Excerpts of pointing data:
———
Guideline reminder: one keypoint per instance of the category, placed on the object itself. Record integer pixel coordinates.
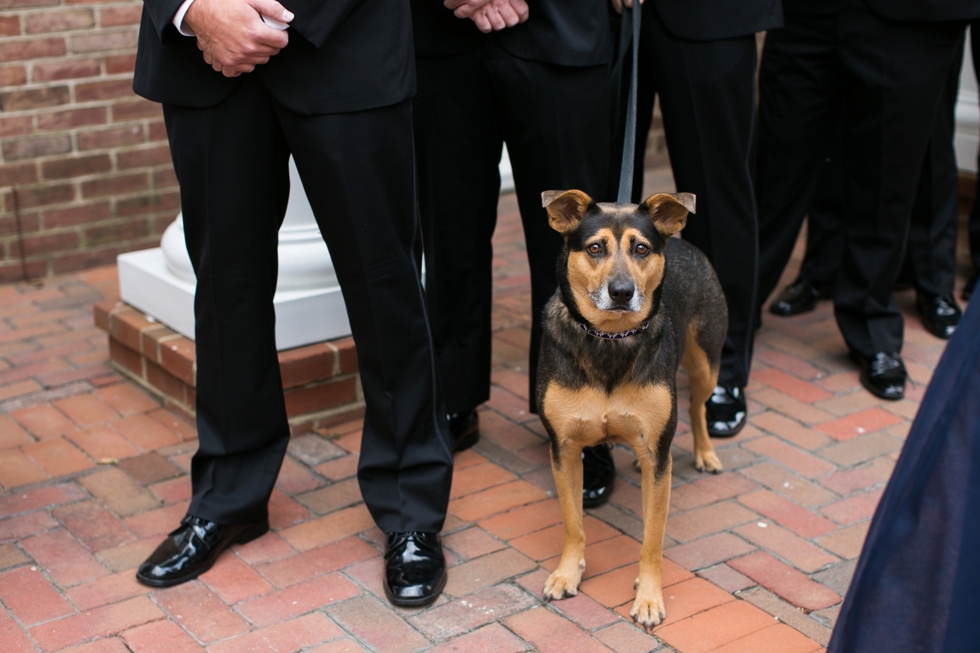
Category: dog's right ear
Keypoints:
(669, 211)
(566, 208)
———
## [Instructions for the task]
Rewrite every line of the records above, requests included, shifting each pixel coordinate in the keypoints by 145. Leave the pictures out of your answer.

## [Written answer]
Guideline reminder: one keypoint per instance of the category, placed on the object itself. Record integer pixel coordinates.
Category: dog's right ear
Keypoints:
(814, 356)
(711, 353)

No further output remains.